● **What is asked**
Please rewrite the lines of all the records below as a numbered list, leaving out blank lines and the pictures.

━━━━━━━━━━━━━━━━━━━━━━━━━━━━━━

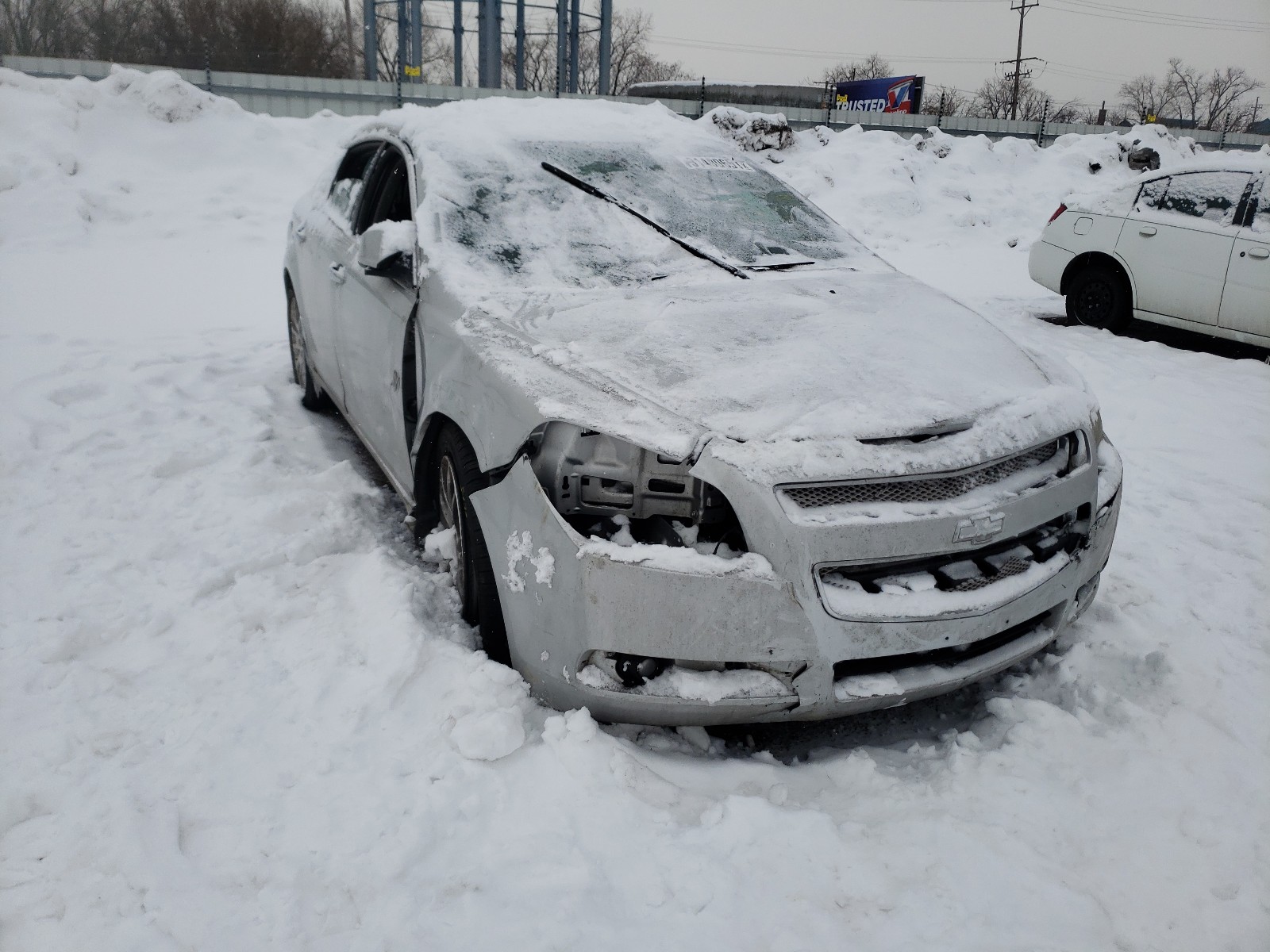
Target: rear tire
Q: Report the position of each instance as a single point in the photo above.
(313, 397)
(1099, 298)
(456, 478)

━━━━━━━━━━━━━━━━━━━━━━━━━━━━━━

● **Expected answer**
1. Target: rear tire
2. Q: Report the position of each instance as a single point in the photo above.
3. (313, 397)
4. (1099, 298)
5. (456, 478)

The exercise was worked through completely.